• _Material to process_:
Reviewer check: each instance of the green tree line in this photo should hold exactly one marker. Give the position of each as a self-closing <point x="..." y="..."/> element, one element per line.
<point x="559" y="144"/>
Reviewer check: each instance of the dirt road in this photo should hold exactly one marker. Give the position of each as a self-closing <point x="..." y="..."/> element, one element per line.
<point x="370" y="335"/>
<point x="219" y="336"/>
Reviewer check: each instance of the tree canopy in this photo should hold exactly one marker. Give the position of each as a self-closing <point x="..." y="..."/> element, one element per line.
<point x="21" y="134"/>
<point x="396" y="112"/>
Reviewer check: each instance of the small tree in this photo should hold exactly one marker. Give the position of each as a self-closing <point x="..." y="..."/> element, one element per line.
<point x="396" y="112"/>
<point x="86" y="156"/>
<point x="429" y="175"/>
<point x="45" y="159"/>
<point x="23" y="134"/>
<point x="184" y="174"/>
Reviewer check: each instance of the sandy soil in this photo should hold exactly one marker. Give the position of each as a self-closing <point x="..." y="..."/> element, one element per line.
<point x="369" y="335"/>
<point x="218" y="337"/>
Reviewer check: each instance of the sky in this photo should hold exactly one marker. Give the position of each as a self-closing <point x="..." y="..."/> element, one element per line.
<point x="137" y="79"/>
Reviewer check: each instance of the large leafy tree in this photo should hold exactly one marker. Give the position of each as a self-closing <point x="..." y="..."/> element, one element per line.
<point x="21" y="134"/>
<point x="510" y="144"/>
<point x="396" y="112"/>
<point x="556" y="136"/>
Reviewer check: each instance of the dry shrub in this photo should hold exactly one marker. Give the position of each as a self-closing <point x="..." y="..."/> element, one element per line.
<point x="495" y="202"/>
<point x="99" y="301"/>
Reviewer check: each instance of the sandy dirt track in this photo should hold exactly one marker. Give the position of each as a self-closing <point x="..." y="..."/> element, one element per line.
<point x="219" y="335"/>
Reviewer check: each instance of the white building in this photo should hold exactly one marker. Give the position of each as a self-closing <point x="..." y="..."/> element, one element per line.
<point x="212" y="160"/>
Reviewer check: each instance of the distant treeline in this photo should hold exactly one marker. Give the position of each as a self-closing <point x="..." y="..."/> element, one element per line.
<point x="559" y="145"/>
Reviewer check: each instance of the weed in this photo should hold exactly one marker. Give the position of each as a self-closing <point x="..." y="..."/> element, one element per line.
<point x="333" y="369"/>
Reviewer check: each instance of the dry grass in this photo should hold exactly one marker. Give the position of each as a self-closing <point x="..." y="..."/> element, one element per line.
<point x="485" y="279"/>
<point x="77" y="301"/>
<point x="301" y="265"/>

• _Directions_: Copy every item above word for word, changing nothing.

• _The solution_:
Reviewer check: each instance of the green tree line in this photo should hold exactly one marker. Give the position of each as a self-closing <point x="..." y="..."/> element, one element per line.
<point x="559" y="144"/>
Reviewer check: each instance of the dirt road in this photo should hold exactly one marker. Give the position of each as a self-closing <point x="..." y="..."/> element, one element per line.
<point x="370" y="335"/>
<point x="219" y="336"/>
Reviewer check: each instance of the tree canopy in this photo should hold exactly one marker. Give the position of each as a self-closing <point x="..." y="..."/> element, one element per line.
<point x="21" y="134"/>
<point x="396" y="112"/>
Reviewer check: each instance of the small tree in this photo should hold exactly one marker. Give the position of each as a self-closing <point x="..." y="..."/> element, one element per line.
<point x="396" y="112"/>
<point x="86" y="156"/>
<point x="429" y="175"/>
<point x="45" y="159"/>
<point x="23" y="134"/>
<point x="184" y="174"/>
Reviewer check: each instance of the sandy soil in this photo should hold exactly one marker. Give the position of each as a self-closing <point x="..." y="..."/> element, one element per line.
<point x="369" y="335"/>
<point x="218" y="337"/>
Reviewer check: each instance of the sky in this photo should hold exactly one marker. Give the position of each as a self-closing <point x="..." y="..."/> element, one element per line.
<point x="137" y="79"/>
Reviewer check: each instance of the large leafy tree in this photo should hold exactly one marker. Give the position of each as a self-closing <point x="..." y="..."/> element, one element per line.
<point x="21" y="134"/>
<point x="510" y="144"/>
<point x="396" y="112"/>
<point x="556" y="136"/>
Reviewer check: each instance of the dry shrub in this photo should hold exactly one marker. Give the position of each as a self-closing <point x="..." y="..."/> element, one element per line.
<point x="495" y="202"/>
<point x="99" y="301"/>
Reviewer check: each instance of the sandy dirt track in this photo should hold exactly one marker. Give the position of each as a self-closing <point x="..." y="..."/> element, one element per line.
<point x="219" y="335"/>
Reviewer check: each instance of the white building in this photo should hold exactly one marker. Give the position of each as a self-closing <point x="..." y="..."/> element, one element per line.
<point x="212" y="160"/>
Reviewer check: each instance of the distant treeline in this photo should hold exactly one marker. Give the position of each as a self-closing <point x="..." y="..."/> element, one element per line.
<point x="559" y="145"/>
Reviewer check: each instance of the weed in this photo should hold exactly one marker. Give the position of each as a self-closing <point x="..." y="..."/> element, one element per line.
<point x="333" y="369"/>
Reviewer check: each instance of the dry grass in this photo should hold exactly one marker. Give the position of each as a self-closing <point x="..." y="..."/> element, one element per line.
<point x="485" y="279"/>
<point x="77" y="301"/>
<point x="301" y="265"/>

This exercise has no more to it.